### Problem to solve
Copy all of the material below word for word, without changing a single character.
=== Working data ===
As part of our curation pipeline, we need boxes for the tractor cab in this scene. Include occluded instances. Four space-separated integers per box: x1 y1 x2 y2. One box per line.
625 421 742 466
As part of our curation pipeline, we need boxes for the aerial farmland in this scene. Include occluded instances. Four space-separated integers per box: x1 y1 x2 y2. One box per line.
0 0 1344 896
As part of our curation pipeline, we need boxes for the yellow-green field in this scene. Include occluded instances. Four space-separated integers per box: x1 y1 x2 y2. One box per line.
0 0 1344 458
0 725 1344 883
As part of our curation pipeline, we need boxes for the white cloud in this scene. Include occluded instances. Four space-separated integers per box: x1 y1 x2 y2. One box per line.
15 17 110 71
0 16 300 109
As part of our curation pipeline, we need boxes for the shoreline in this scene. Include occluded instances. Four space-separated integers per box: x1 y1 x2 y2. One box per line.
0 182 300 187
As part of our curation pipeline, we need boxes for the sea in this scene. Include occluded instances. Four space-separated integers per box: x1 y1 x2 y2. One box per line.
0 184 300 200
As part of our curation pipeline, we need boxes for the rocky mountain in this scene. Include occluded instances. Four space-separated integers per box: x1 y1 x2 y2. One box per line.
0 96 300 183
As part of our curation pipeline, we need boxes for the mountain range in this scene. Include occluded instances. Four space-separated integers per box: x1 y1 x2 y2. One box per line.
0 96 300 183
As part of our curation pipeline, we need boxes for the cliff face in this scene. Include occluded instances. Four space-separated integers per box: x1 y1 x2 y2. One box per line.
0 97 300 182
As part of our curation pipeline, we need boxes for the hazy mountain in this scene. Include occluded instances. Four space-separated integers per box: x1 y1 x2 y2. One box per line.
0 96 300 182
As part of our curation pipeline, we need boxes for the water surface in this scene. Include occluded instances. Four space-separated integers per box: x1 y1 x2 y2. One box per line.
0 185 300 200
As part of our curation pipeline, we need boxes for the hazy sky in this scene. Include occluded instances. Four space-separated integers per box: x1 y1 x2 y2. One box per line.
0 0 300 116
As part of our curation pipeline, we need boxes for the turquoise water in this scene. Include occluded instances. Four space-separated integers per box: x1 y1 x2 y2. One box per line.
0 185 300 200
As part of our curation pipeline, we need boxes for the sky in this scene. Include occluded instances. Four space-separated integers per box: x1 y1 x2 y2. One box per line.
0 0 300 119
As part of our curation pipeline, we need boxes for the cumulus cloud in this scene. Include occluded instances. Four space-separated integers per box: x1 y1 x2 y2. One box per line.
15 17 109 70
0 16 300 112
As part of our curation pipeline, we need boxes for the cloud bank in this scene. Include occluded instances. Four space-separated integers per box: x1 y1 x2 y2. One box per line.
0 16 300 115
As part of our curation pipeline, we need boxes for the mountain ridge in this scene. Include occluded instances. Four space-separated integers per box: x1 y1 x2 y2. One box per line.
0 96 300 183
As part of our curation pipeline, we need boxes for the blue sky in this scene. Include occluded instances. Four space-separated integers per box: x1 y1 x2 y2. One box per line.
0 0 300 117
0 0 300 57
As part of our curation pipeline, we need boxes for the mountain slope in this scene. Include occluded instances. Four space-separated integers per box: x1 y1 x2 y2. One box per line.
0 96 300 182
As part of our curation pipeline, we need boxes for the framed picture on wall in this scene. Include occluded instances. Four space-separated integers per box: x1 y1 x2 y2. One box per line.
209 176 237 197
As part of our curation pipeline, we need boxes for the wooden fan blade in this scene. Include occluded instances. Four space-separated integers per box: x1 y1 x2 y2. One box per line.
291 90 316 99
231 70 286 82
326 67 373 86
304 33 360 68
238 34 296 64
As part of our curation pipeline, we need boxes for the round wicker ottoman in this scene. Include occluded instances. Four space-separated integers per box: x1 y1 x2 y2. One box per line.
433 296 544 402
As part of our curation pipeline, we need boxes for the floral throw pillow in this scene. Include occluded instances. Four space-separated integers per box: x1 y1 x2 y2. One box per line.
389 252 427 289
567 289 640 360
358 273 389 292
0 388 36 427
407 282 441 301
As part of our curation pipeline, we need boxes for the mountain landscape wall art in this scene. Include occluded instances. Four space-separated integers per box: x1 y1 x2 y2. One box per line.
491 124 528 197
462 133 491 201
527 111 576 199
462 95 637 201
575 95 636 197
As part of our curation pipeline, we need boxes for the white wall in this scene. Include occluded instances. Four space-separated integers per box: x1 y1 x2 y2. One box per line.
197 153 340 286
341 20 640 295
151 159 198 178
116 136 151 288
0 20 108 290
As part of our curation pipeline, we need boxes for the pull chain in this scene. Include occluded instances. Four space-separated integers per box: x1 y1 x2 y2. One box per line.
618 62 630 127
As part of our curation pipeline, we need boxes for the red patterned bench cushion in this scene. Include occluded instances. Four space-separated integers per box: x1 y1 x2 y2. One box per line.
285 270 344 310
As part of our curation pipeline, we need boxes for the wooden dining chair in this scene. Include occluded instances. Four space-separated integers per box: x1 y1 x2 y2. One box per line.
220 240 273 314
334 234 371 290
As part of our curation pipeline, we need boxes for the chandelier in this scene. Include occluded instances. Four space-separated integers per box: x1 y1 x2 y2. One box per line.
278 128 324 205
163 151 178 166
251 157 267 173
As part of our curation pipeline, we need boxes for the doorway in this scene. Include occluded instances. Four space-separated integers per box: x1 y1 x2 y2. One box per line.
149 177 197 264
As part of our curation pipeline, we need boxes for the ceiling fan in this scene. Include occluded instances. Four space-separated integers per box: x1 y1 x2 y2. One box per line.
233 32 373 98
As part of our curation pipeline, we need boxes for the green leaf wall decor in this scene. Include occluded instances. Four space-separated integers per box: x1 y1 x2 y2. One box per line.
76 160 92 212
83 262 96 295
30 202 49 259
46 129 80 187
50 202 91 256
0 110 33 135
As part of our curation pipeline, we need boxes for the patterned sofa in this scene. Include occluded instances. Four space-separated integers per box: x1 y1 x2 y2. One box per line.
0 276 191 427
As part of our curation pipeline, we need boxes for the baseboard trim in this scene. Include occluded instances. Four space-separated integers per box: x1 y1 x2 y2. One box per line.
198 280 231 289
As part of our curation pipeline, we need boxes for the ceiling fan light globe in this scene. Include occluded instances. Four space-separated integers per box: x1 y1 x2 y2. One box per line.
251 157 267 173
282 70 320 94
===
### Response
As part of our curation pipeline, we need boxes for the tractor cab in this scene. Include occluded instances. Four space-separated integers per box: x1 y1 x2 y2. One box per line.
625 421 742 466
As part of our curation pipeline, we need boxes for the aerial farmland in this scene. Include occluded instances. Four space-separated integers per box: x1 y1 x2 y2. One box per line.
0 0 1344 896
As part of our curation pipeline, we need boxes for the yellow-green field in this scene. Include occluded instances. Four space-separated integers per box: x1 y1 x2 y2. One box per line.
0 0 1344 458
0 725 1344 883
As part of our curation pipeline, we need boxes for the white cloud in this scene. Include occluded instances. Four space-separated integers per box: x1 y1 x2 y2. One box per line.
15 17 110 71
0 16 300 109
As part of our curation pipeline, we need boxes for the shoreline in this scene. Include occluded instances. Four space-separated integers per box: x1 y1 x2 y2. One box per line.
0 182 300 187
As part of our curation pipeline, we need boxes for the sea in this scene. Include occluded instances. Four space-separated integers per box: x1 y1 x2 y2. One box per line.
0 184 300 200
As part of our curation pipeline, we need boxes for the rocky mountain in this scene. Include occluded instances. Four space-separated integers per box: x1 y1 x2 y2. One box per line.
0 96 300 183
As part of our curation pipeline, we need boxes for the mountain range in this scene. Include occluded instances. Four space-separated integers per box: x1 y1 x2 y2. One box per line.
0 96 300 183
As part of our curation pipeline, we need boxes for the cliff face in this scene. Include occluded instances. Four space-separated integers per box: x1 y1 x2 y2. One box per line.
0 97 300 182
As part of our curation pipeline, we need boxes for the hazy mountain in this scene. Include occluded instances. Four space-separated integers per box: x1 y1 x2 y2. One box per line.
0 96 300 182
As part of our curation pipeline, we need boxes for the water surface in this scene. Include occluded instances. Four space-separated integers per box: x1 y1 x2 y2. One box per line.
0 185 300 200
As part of our curation pipeline, we need boxes for the hazy sky in this scene. Include occluded instances. Four space-separated integers per box: x1 y1 x2 y2. One box per line.
0 0 300 116
As part of our curation pipeline, we need boxes for the turquoise water in this scene. Include occluded instances. Four space-separated integers per box: x1 y1 x2 y2. One box per line.
0 185 300 200
As part of our curation pipeline, we need boxes for the sky in this scene. Include occluded instances. Four space-separated integers per box: x1 y1 x2 y2. One box per line.
0 0 300 119
As part of our curation pipeline, we need boxes for the cumulus cloud in this scene. Include occluded instances. Four space-separated integers per box: x1 y1 x2 y2. One box per line.
15 17 109 70
0 16 300 112
As part of our curation pipeline, we need boxes for the cloud bank in this scene. Include occluded instances. Four space-separated integers per box: x1 y1 x2 y2. One box per line.
0 16 300 115
As part of our curation pipeline, we need boxes for the mountain ridge in this scene. Include occluded instances. Four space-separated integers per box: x1 y1 x2 y2. One box per line.
0 96 300 183
As part of our curation pipeline, we need boxes for the blue sky in this scene. Include occluded instances. Four space-separated integers per box: x1 y1 x2 y2. One box per line.
0 0 300 117
0 0 300 57
As part of our curation pipeline, we need boxes for the mountain slope in this scene. Include occluded instances. Four space-separated integers per box: x1 y1 x2 y2. One box per line.
0 96 300 182
As part of our curation pipeline, we need boxes for the framed picture on wall in this scene. Include occluded instances. Four space-separated integers per box: x1 y1 x2 y2. One box per line.
209 176 237 197
As part of our curation pipeline, we need boxes for the wooden fan blade in this scene. Include occluded instances. Four space-separated integers per box: x1 y1 x2 y2. One box per line.
291 90 316 99
231 70 286 82
326 67 373 86
304 33 360 68
238 34 296 64
As part of our curation pipeline, we need boxes for the round wicker ottoman in this scene. Include occluded instances. Four space-separated integers per box: x1 y1 x2 y2. One box per line.
433 296 544 402
As part of our curation pipeline, we need boxes for the floral throw pillow in this scene. Include occluded instances. Four space-separated integers per box: x1 y1 x2 y2. One box per line.
389 252 427 289
567 289 640 360
358 273 389 292
0 388 36 427
407 282 441 301
As part of our curation pipeline, we need boxes for the mountain landscape wall art in this scene. Include occluded instances. Four space-separated integers per box: x1 y1 x2 y2. One box per line.
491 124 528 197
462 133 491 201
527 111 576 199
462 95 637 201
575 95 636 197
As part of our curation pipeline, we need boxes for the white wall in this scene. Include occluded instances. Four space-separated integers per box: x1 y1 x2 y2. One box per line.
197 153 340 286
341 20 640 295
151 159 198 178
116 136 151 288
0 20 108 290
As part of our curation pipeline, we need boxes for the pull chain in this scene. Include occluded instances. Four space-separated integers per box: x1 y1 x2 y2. One box per line.
618 62 630 127
As part of our curation pipeline, we need boxes for the red patterned bench cushion in this scene. Include occluded instances. Four space-separated integers per box: x1 y1 x2 y2. One box per line.
285 270 344 310
As part of our curation pipeline, we need boxes for the wooden dining chair in this scene. Include occluded instances. Four space-separated integers per box: x1 y1 x2 y2. One box per line.
220 240 273 314
334 234 371 290
As part of our curation pipeline, we need boxes for the chandelier in this scene. Include occluded instances. Four space-separated integers per box: x1 y1 x2 y2. One box per line.
278 128 324 205
163 151 178 166
251 157 267 173
As part of our curation pipeline, we need boxes for the doorway in this scene. Include occluded instances. Four space-separated integers per box: x1 y1 x2 y2. One box per line.
149 177 197 264
As part of our curation pipeline, we need boxes for the ceiling fan in this scene. Include occluded instances. Four space-separated integers per box: x1 y1 x2 y2. One box per line.
233 32 373 98
As part of our curation pipeline, we need boxes for the green leaf wall decor in this scene. Include occluded instances. Four space-separated integers per box: x1 y1 x2 y2. One box per line.
76 160 92 212
83 262 96 295
30 202 49 259
46 129 80 187
50 202 91 256
0 110 33 135
As part of our curation pipeline, we need boxes for the patterned sofa in this scene. Include occluded instances. Four space-separated integers per box: x1 y1 x2 y2. One box per line.
0 276 191 427
As part of our curation pipeline, we need boxes for the baseboard trim in this scene. Include occluded instances. Four space-separated integers per box: x1 y1 x2 y2. One box per line.
198 280 231 289
As part of our curation pipeline, we need boxes for the ceiling fan light globe in this scene. Include occluded instances. Four space-separated integers per box: x1 y1 x2 y2. One box per line.
251 157 267 173
282 70 320 94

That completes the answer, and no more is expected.